Your assignment: Repeat exactly, and only, the lines from the one holding "If you could tag the hare's nose" through the last line of the records below.

Exercise inputs:
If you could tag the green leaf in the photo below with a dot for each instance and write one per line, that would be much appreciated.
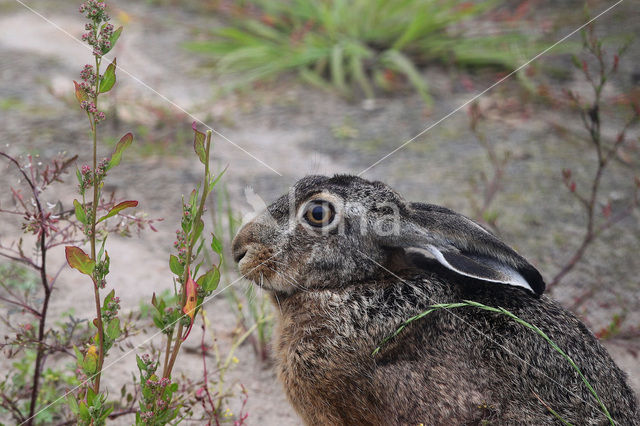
(122, 144)
(109, 77)
(113, 39)
(175, 266)
(113, 329)
(108, 298)
(79, 357)
(84, 411)
(91, 396)
(89, 365)
(141, 364)
(198, 144)
(78, 259)
(100, 253)
(80, 213)
(198, 230)
(215, 181)
(209, 281)
(73, 404)
(118, 208)
(216, 245)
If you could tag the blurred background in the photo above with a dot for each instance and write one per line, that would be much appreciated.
(384, 88)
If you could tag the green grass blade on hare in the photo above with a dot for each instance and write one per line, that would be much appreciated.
(502, 311)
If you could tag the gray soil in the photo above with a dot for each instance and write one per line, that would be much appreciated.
(296, 130)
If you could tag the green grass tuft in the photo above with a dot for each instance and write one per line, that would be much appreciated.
(363, 44)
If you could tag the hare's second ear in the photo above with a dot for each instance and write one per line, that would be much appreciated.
(478, 267)
(464, 247)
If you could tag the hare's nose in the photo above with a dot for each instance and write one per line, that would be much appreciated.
(239, 254)
(240, 244)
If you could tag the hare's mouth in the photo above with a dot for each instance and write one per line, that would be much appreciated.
(256, 264)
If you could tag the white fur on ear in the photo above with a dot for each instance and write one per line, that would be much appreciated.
(485, 269)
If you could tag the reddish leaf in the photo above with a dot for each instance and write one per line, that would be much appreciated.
(109, 78)
(78, 259)
(192, 299)
(118, 208)
(113, 39)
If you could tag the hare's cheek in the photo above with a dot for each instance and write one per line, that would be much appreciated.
(257, 264)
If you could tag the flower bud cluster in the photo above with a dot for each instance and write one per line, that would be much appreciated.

Answer for this exercise:
If you could tag the hare's nose in the photo above with a dot for each instance and write one per line, that would be much appreciated.
(239, 254)
(240, 244)
If you could tag the hare's mouth in the photo above with a dot for each instance and write one per line, that would be much appreciated.
(256, 264)
If you could tag the white fur on ear in the photo above with a dot for each instance and write one per line, that would be much appreciated.
(485, 269)
If you could tag the reddish leaf in the photo above with a dot for each instance and write one per line, that would be much appreciated.
(109, 78)
(78, 259)
(192, 299)
(118, 208)
(113, 39)
If you could tag the hare's cheek in the photo above with a dot for each instance and write one per line, that would be much appreciated.
(257, 264)
If you could tag the flower bud cluster in the photo above with a dot for each instance and write one per line, that would be much appreciated.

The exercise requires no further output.